> [OBJECTIVE] Return every line unchanged, from the start of the records up to and including the line with "[[[140,81],[139,0],[0,0],[0,80],[53,80],[76,48],[93,81]]]". Leave the pictures out of your answer.
* Start RECORDS SHOWN *
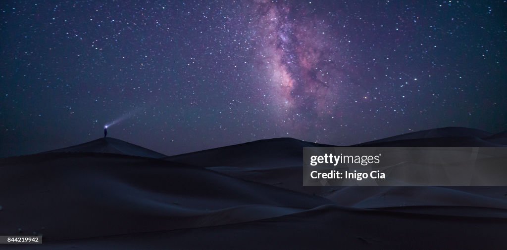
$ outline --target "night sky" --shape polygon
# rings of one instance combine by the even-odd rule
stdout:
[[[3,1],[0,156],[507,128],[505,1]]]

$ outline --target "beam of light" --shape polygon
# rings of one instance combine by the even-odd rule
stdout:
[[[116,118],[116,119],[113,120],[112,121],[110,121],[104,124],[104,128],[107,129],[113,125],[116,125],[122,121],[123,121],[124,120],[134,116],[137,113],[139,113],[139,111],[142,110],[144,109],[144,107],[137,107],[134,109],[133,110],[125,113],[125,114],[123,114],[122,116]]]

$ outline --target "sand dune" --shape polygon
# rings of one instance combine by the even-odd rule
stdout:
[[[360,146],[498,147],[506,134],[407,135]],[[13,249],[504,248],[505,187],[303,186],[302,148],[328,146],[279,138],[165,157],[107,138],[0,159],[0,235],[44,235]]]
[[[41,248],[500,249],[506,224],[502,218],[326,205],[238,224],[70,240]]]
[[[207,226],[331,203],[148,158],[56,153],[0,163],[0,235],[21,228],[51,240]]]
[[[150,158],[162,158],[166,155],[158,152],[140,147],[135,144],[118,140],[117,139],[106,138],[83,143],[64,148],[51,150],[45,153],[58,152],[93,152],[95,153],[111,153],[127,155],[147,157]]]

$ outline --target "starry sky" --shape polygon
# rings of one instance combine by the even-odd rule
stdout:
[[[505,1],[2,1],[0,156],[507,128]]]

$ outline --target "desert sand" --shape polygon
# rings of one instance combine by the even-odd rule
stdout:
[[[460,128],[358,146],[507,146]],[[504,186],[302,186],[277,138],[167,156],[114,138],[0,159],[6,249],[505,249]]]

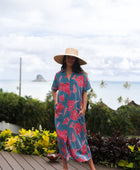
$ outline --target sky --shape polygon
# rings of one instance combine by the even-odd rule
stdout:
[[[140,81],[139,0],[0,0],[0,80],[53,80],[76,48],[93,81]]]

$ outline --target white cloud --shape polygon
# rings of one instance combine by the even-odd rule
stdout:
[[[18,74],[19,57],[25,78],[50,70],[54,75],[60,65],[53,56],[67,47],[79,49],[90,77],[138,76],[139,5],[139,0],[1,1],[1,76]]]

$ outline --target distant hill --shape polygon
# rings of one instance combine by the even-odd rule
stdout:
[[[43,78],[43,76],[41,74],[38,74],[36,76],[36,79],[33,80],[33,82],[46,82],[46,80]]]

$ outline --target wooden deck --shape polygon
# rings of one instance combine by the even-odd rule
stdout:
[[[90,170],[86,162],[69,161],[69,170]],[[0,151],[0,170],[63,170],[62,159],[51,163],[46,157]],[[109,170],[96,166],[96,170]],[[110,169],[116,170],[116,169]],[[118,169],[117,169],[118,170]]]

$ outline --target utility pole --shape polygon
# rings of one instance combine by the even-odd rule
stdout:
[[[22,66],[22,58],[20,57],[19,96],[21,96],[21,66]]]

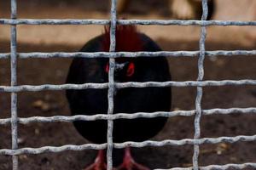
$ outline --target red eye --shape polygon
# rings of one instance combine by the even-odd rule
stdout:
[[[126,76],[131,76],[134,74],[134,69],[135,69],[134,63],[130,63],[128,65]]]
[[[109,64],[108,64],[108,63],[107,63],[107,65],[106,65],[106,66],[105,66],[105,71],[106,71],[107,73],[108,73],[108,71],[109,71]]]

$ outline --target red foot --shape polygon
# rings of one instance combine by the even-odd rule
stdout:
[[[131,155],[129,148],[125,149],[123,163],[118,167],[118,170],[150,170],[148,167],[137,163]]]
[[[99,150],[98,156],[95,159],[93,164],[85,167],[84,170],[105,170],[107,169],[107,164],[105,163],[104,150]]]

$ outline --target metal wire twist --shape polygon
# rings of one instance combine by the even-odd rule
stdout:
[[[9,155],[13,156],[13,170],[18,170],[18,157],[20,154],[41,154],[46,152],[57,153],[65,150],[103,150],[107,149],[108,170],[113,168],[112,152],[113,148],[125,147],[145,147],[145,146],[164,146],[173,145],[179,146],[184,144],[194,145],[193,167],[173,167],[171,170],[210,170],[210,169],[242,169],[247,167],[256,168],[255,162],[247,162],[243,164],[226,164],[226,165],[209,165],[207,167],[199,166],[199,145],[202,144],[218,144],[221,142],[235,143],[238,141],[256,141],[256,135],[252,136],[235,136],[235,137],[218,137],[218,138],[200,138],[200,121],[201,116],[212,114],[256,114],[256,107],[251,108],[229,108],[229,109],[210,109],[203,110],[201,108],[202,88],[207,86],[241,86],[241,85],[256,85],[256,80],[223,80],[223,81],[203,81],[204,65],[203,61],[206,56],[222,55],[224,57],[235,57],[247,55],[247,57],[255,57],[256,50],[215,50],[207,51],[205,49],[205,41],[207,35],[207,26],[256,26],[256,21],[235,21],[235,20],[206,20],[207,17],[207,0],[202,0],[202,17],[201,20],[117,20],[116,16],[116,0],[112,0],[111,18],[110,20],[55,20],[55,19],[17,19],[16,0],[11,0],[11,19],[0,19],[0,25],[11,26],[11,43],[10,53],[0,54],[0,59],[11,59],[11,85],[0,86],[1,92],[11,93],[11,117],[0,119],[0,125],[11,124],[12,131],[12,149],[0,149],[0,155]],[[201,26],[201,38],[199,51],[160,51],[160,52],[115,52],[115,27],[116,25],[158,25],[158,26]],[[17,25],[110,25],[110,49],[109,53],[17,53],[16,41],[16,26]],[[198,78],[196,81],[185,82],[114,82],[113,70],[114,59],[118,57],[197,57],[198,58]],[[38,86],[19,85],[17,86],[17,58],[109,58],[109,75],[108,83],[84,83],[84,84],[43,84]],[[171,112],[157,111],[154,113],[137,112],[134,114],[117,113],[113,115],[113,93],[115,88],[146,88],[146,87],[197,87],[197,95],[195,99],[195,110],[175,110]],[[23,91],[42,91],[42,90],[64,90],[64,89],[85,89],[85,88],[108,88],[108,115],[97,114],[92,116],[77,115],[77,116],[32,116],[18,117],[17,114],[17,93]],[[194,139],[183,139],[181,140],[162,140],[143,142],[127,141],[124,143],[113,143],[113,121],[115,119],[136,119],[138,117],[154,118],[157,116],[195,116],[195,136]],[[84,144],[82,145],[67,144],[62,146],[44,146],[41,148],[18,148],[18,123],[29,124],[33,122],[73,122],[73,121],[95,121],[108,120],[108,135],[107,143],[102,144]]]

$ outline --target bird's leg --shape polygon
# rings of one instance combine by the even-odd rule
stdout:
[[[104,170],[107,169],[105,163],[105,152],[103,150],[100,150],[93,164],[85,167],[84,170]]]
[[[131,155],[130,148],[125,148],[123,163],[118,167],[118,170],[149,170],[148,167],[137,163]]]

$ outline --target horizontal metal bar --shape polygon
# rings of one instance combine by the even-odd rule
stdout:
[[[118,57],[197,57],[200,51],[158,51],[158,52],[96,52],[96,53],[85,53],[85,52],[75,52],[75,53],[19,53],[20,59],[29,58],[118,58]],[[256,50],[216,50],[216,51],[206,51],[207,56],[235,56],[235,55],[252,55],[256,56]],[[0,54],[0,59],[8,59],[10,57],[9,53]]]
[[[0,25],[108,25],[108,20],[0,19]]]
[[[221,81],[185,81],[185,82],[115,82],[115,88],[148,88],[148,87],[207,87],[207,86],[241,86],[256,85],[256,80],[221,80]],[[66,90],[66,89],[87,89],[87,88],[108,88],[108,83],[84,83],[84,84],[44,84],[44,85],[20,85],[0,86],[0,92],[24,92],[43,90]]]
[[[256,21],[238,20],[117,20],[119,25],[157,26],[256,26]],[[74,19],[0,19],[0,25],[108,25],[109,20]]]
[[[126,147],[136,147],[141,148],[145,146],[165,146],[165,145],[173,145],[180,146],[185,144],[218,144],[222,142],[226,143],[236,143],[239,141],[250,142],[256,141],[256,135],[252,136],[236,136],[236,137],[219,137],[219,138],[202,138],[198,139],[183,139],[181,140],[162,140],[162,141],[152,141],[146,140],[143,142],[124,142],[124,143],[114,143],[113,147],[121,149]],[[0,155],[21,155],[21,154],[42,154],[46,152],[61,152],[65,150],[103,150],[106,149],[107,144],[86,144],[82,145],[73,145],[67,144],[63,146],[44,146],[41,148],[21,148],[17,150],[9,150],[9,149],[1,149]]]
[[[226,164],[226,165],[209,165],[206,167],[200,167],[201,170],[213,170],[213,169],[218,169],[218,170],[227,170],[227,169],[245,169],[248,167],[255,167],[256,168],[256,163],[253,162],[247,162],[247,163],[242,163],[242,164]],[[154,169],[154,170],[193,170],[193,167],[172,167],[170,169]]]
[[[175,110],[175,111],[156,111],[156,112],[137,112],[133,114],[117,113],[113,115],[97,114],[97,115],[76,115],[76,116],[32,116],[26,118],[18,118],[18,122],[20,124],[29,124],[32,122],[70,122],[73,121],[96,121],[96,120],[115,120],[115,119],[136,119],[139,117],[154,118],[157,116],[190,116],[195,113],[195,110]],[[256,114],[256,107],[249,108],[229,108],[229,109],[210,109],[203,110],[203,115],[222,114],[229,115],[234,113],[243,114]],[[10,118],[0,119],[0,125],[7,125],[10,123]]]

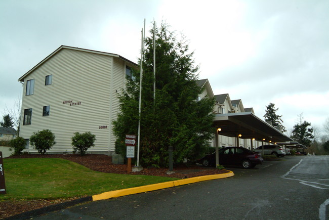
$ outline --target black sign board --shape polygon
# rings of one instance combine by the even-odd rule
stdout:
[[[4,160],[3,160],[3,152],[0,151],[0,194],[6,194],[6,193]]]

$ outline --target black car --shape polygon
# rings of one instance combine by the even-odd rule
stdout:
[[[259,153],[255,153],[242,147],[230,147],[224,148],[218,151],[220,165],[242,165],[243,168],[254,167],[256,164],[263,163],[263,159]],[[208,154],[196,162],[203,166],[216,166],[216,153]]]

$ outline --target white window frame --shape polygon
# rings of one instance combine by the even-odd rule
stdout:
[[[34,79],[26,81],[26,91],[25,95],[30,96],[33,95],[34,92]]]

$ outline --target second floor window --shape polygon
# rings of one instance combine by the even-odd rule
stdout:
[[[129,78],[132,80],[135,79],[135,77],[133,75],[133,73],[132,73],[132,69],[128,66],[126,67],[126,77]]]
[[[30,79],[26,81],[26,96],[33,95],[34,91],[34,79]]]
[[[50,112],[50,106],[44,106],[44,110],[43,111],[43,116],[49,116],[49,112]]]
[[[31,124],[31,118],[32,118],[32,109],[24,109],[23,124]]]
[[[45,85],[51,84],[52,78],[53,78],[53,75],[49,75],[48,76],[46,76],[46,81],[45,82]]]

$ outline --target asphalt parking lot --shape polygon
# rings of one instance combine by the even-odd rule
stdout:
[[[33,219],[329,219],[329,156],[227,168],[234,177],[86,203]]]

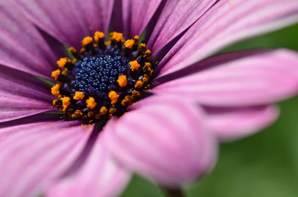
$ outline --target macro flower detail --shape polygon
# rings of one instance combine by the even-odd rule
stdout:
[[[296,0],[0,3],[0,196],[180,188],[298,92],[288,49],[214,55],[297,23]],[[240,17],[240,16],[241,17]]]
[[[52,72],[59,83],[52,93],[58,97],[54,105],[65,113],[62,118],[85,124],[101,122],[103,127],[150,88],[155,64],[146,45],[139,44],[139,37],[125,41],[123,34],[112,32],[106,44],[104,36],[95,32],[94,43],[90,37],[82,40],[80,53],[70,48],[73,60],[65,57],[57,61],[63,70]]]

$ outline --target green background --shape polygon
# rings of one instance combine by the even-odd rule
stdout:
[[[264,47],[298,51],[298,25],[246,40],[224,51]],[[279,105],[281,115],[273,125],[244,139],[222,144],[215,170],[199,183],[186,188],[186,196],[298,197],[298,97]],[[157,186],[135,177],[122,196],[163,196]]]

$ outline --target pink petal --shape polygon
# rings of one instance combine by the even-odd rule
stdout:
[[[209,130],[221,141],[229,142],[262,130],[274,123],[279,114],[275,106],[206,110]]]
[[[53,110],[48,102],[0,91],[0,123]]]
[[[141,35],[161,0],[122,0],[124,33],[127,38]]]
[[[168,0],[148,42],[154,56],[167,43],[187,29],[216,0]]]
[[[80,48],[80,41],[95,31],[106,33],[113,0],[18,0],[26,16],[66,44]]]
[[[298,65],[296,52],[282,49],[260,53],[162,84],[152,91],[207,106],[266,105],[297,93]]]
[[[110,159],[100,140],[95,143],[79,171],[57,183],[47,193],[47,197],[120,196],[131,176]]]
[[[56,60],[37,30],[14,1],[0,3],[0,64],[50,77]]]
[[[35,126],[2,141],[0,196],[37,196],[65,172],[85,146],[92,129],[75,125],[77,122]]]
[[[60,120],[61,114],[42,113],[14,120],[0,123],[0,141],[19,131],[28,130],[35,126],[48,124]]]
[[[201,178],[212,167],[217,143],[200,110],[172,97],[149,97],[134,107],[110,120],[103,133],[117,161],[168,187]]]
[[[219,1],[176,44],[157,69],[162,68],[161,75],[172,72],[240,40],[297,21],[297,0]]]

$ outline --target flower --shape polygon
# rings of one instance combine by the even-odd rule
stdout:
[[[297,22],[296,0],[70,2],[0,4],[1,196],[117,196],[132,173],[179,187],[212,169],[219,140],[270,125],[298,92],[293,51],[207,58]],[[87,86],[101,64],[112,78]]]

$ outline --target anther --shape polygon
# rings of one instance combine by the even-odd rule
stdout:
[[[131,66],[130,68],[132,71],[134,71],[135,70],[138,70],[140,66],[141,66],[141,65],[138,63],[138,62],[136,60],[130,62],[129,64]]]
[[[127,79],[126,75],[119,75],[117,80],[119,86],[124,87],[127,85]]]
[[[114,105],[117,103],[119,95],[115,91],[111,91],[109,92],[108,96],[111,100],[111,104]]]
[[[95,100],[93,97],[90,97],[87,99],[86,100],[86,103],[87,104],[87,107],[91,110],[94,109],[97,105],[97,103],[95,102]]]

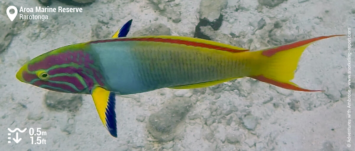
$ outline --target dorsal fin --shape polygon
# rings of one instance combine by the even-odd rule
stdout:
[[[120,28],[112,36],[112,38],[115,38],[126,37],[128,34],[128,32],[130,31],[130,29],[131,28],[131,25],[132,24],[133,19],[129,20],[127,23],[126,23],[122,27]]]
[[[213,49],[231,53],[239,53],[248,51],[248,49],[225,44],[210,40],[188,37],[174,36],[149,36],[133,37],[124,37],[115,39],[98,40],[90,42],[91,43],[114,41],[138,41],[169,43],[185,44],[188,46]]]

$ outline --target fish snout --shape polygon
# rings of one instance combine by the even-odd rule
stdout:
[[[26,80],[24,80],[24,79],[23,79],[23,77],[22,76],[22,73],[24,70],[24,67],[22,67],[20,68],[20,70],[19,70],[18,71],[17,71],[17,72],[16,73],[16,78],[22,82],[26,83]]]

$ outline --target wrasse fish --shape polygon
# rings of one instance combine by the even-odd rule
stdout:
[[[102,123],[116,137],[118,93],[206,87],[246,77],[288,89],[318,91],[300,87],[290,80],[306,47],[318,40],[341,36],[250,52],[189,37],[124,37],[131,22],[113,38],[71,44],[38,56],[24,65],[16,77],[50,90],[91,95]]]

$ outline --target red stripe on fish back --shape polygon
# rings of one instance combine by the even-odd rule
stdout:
* End RECORDS SHOWN *
> [WRITTEN RESPONSE]
$ outline --target "night sky" --shape polygon
# rings of one instance combine by the even-odd rule
stdout:
[[[3,1],[0,156],[507,128],[505,1]]]

$ outline --target "beam of light" --shape polygon
# rings of one instance combine by the even-odd rule
stdout:
[[[116,118],[116,119],[113,120],[112,121],[110,121],[104,124],[104,128],[107,129],[113,125],[116,125],[122,121],[123,121],[124,120],[134,116],[137,113],[139,113],[139,111],[142,110],[144,109],[144,107],[137,107],[134,109],[133,110],[125,113],[125,114],[123,114],[122,116]]]

$ outline --target "sand dune" --shape polygon
# rings of one instance combine by the even-odd rule
stdout:
[[[360,146],[498,147],[506,134],[407,135]],[[13,249],[504,248],[505,187],[303,186],[302,148],[328,146],[279,138],[165,157],[107,138],[0,159],[0,235],[44,235]]]
[[[41,248],[500,249],[506,224],[502,218],[326,205],[238,224],[70,240]]]
[[[207,226],[331,203],[148,158],[56,153],[0,163],[0,235],[21,228],[51,240]]]
[[[150,158],[162,158],[166,155],[158,152],[140,147],[135,144],[118,140],[117,139],[106,138],[83,143],[64,148],[51,150],[45,153],[58,152],[93,152],[95,153],[111,153],[127,155],[147,157]]]

$ outline --target "starry sky" --shape polygon
# rings of one instance combine by the even-odd rule
stdout:
[[[505,1],[2,1],[0,156],[507,128]]]

$ outline --target "desert sand" --shape polygon
# rings of one instance combine by the even-odd rule
stdout:
[[[460,128],[358,146],[507,146]],[[504,186],[302,186],[277,138],[167,156],[114,138],[0,159],[6,249],[505,249]]]

$ outline --target sky --shape polygon
# rings of one instance combine by the even-odd rule
stdout:
[[[140,81],[139,0],[0,0],[0,80],[53,80],[76,48],[93,81]]]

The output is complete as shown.